Текст для чтения:

════════

Глотая горький воздух, гладит Секки
Давным-давно не чищенную медь. —
Прекрасный друг, расстанемся навеки,
Дай мне теперь спокойно умереть.
Он сходит по ступеням обветшалым
К небытию, во прах, на Страшный суд,
И ласточки над экваториалом,
Как вестницы забвения, снуют.
Еще ребенком я оплакал эту
Высокую, мне родственную тень,
Чтоб, вслед за ней пройдя по белу свету,
Благословить последнюю ступень.
Половина, а то и две трети моих тогдашних сверстников понятия не имели о том, кто такой Анджело Секки. Нам казалось, это кто-то вроде героя батюшковской элегии «Умирающий Тасс», какой-то поэт-изгнанник, никому в голову не приходило, но строчка «От мерцовского экваториала» гипнотизировала так же, как, по признанию Маяковского, его гипнотизировала когда-то строчка «Безмятежней аркадской идиллии» (как он признавался Чуковскому в анкете: «Нравилось по непонятности»).
Потом пришла более горькая и печальная ступень в постижении творчества Тарковского. Вдруг оказалось, что многое в поэзии Тарковского – результат освоения чужой культуры, и я начал понимать, как справедливы были слова Ахматовой, когда после выхода первой книги Тарковского «Перед снегом» в 1962 году она говорила: «Вот этими руками тащила я Арсения из мандельштамовского костра».

════════

Исходный листинг:
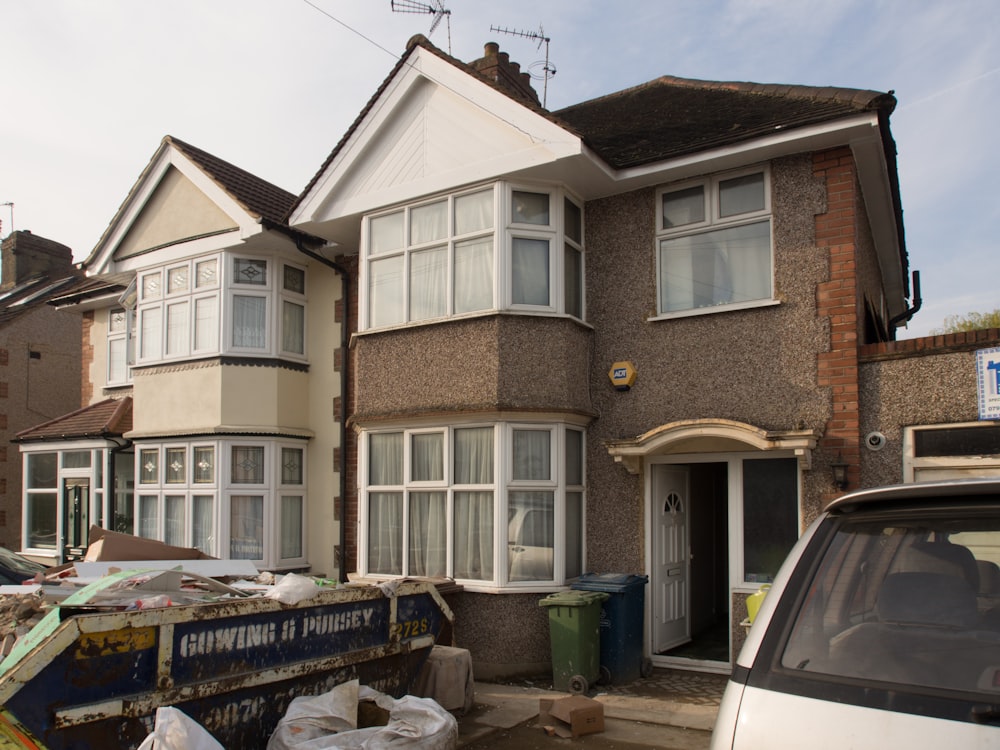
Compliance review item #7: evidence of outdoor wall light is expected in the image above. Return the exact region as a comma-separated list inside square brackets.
[830, 452, 847, 492]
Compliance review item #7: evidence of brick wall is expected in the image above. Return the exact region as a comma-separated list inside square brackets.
[813, 147, 862, 494]
[80, 310, 94, 406]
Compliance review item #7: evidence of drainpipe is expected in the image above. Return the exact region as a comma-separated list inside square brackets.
[261, 219, 351, 583]
[102, 435, 132, 531]
[889, 271, 924, 331]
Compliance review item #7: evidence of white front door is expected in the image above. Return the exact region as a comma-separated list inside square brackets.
[650, 464, 691, 653]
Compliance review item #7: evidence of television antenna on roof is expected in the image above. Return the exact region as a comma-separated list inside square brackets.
[490, 24, 556, 107]
[389, 0, 451, 55]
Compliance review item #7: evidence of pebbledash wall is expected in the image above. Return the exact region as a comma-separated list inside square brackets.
[859, 328, 1000, 487]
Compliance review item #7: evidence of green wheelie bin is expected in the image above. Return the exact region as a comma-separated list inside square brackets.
[538, 591, 608, 695]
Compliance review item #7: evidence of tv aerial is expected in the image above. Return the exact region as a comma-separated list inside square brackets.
[490, 24, 556, 107]
[389, 0, 451, 55]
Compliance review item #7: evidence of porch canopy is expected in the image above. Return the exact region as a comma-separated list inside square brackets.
[605, 419, 820, 474]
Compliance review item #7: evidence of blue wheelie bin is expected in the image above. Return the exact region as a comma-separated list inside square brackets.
[572, 573, 649, 685]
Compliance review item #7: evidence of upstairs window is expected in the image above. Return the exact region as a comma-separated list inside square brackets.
[657, 169, 774, 317]
[362, 184, 583, 329]
[108, 307, 135, 385]
[131, 254, 306, 374]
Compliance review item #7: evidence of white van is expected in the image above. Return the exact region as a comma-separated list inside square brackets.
[711, 480, 1000, 750]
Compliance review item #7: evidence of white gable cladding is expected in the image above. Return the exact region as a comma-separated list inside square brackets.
[291, 49, 582, 234]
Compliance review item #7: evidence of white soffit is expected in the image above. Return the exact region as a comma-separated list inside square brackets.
[291, 48, 583, 226]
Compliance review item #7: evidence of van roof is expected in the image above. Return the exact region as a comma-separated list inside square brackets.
[825, 479, 1000, 513]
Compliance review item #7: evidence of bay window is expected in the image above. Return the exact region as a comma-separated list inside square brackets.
[361, 183, 583, 329]
[135, 440, 306, 568]
[657, 168, 773, 317]
[129, 253, 307, 374]
[361, 423, 585, 590]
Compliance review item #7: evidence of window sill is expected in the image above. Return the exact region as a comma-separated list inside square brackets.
[347, 573, 569, 594]
[646, 299, 781, 323]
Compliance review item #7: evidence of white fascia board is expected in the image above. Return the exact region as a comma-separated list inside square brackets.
[593, 113, 881, 197]
[92, 144, 262, 274]
[289, 48, 583, 226]
[115, 230, 242, 272]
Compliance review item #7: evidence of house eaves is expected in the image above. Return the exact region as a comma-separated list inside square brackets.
[83, 135, 295, 273]
[48, 271, 135, 310]
[288, 36, 909, 315]
[287, 35, 583, 244]
[12, 396, 132, 443]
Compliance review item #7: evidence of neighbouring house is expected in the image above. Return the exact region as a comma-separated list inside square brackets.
[18, 136, 352, 575]
[0, 230, 83, 550]
[22, 36, 1000, 679]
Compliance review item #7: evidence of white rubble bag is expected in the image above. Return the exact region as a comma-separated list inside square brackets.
[267, 680, 458, 750]
[138, 706, 225, 750]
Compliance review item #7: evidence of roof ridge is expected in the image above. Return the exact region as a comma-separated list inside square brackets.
[557, 75, 896, 114]
[163, 134, 296, 220]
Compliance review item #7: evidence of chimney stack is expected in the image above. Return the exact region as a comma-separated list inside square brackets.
[0, 230, 79, 291]
[469, 42, 541, 105]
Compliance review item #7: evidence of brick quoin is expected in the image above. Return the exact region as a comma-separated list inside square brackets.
[80, 310, 94, 406]
[813, 147, 861, 486]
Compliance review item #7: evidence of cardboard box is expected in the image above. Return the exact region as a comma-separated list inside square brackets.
[538, 695, 604, 737]
[85, 526, 215, 562]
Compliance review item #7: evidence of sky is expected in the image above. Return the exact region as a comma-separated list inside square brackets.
[0, 0, 1000, 338]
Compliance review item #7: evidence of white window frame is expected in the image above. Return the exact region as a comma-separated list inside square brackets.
[104, 307, 135, 387]
[133, 440, 309, 570]
[650, 164, 778, 320]
[130, 252, 309, 368]
[903, 420, 1000, 483]
[21, 440, 115, 564]
[359, 182, 586, 331]
[358, 421, 587, 593]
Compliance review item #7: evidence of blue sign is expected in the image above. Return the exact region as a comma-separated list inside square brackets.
[976, 346, 1000, 419]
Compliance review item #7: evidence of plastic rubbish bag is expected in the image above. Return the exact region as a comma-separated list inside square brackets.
[267, 680, 458, 750]
[138, 706, 225, 750]
[264, 573, 319, 604]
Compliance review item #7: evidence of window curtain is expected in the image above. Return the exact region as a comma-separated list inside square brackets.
[410, 201, 448, 245]
[720, 221, 771, 302]
[229, 495, 264, 560]
[139, 495, 160, 539]
[233, 294, 267, 349]
[368, 492, 403, 575]
[454, 427, 494, 580]
[511, 237, 549, 307]
[280, 495, 303, 560]
[163, 495, 187, 547]
[455, 492, 493, 581]
[191, 495, 216, 555]
[410, 247, 448, 320]
[108, 338, 126, 383]
[230, 445, 264, 484]
[455, 237, 493, 314]
[167, 302, 190, 355]
[513, 430, 552, 481]
[368, 255, 403, 326]
[281, 300, 306, 354]
[455, 190, 493, 235]
[139, 307, 163, 359]
[194, 297, 219, 351]
[368, 432, 403, 575]
[507, 492, 555, 581]
[408, 492, 448, 576]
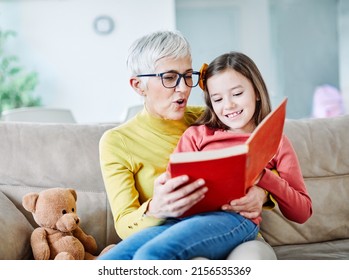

════════

Как называлась первая книга Тарковского, упомянутая во фрагменте о его поэзии, и в каком году она вышла? Листинг представляет собой отдельный материал, не относящийся к тексту.

Результат задания:
«Перед снегом», 1962 год.